Data listing
⟨

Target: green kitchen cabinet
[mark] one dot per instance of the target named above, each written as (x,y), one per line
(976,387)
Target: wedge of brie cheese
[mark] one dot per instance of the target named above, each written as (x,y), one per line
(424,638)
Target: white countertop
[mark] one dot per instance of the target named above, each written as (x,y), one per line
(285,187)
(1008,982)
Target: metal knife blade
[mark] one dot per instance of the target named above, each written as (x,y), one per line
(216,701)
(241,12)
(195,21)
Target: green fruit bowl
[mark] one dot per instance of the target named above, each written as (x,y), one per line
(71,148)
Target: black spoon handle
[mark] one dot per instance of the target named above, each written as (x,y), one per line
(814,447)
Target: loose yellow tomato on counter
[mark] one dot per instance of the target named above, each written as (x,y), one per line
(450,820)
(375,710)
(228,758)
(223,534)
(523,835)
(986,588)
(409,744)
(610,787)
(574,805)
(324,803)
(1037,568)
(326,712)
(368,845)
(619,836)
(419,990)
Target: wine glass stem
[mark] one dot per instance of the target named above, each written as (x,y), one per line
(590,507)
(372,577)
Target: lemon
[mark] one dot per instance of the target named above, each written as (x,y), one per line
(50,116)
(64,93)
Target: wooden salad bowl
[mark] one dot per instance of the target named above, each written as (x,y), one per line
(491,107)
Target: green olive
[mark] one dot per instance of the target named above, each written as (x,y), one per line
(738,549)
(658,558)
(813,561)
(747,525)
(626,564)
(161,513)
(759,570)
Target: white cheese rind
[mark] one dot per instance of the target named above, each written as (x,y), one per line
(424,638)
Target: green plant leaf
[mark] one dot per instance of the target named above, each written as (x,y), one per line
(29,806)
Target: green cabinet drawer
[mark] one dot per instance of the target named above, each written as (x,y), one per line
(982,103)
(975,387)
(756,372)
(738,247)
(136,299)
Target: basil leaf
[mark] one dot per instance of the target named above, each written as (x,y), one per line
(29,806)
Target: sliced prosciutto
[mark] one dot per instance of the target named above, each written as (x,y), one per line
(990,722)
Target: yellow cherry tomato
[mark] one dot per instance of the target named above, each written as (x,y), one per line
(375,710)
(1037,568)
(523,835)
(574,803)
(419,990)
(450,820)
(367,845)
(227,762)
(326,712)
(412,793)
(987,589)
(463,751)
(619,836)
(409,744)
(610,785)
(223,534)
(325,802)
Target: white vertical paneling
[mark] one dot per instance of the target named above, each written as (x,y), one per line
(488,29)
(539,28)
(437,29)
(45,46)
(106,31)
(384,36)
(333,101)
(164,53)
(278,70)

⟩

## STATED TASK
Copy out every line of the records above word for word, leaving nothing out.

## RESPONSE TO THE TASK
Target: green kitchen cabinet
[mark] one dot per instance of the target named above, each written as (x,y), one per line
(976,387)
Target: wedge of brie cheese
[mark] one dot per instance of the target named above, each written as (x,y), one per line
(424,638)
Target: white countertop
[mark] one dot per instance of the target named above, each written as (x,y), one per line
(285,187)
(1008,982)
Target: metal knife blade
[mark] one dot per instance of the target named above, each written as (x,y), one per line
(216,701)
(241,12)
(195,21)
Target: green fruit bowl
[mark] one dot per instance of the target named above, each written as (x,y), one per line
(71,148)
Target: black spoon handle
[mark] one dot per instance of the target named above, each written as (x,y), one per line
(814,447)
Target: loose yellow tomato on counter
[mark] one dot per instance of the target named above, each written as (x,y), one per line
(450,820)
(375,710)
(228,758)
(223,534)
(523,835)
(986,588)
(409,744)
(610,787)
(574,805)
(324,803)
(1037,568)
(326,712)
(368,845)
(619,836)
(419,990)
Target: wine glass stem
[mark] one dot per instance of the target named above, each written as (x,y), one per line
(590,507)
(372,577)
Target: lemon
[mark] one dot per instance of the target named above, each written as (x,y), one per line
(50,116)
(64,93)
Target: wooden salad bowl
[mark] one dot per instance of the target named above, each written as (x,y), one per line
(491,107)
Target: green olive
[mark] one dot per instance of the target named above, each written as (x,y), one per line
(738,549)
(658,558)
(813,561)
(747,525)
(626,564)
(161,513)
(759,570)
Target: white cheese rind
[mark] one dot per instance of the target named above, each written as (x,y), one per line
(424,638)
Target: green plant leaf
[mark] one dot per instance of the target named above, each written as (x,y), one per line
(29,806)
Target: green cabinet drawer
[mark] one dot per instance of the target named above, each written as (x,y), one per line
(982,103)
(975,387)
(756,372)
(738,247)
(136,299)
Target: basil leaf
[mark] one dot per instance of the target named above, each written as (x,y), one per line
(29,806)
Target: sliced prosciutto
[mark] one dot per instance of the target named above, each written as (x,y), one per line
(990,722)
Target: yellow cherry tomato
[mark] one dot per instance of the target named above, each written as (x,y), one per line
(375,710)
(1037,568)
(523,835)
(574,803)
(419,990)
(450,820)
(367,845)
(227,762)
(326,712)
(412,793)
(987,589)
(463,751)
(619,836)
(409,744)
(610,785)
(223,534)
(325,802)
Target: white vertical paneling
[mark] one dot per instance of the target named above, each written as (x,y), one per line
(488,29)
(539,28)
(437,29)
(45,46)
(106,31)
(384,36)
(333,101)
(164,53)
(278,70)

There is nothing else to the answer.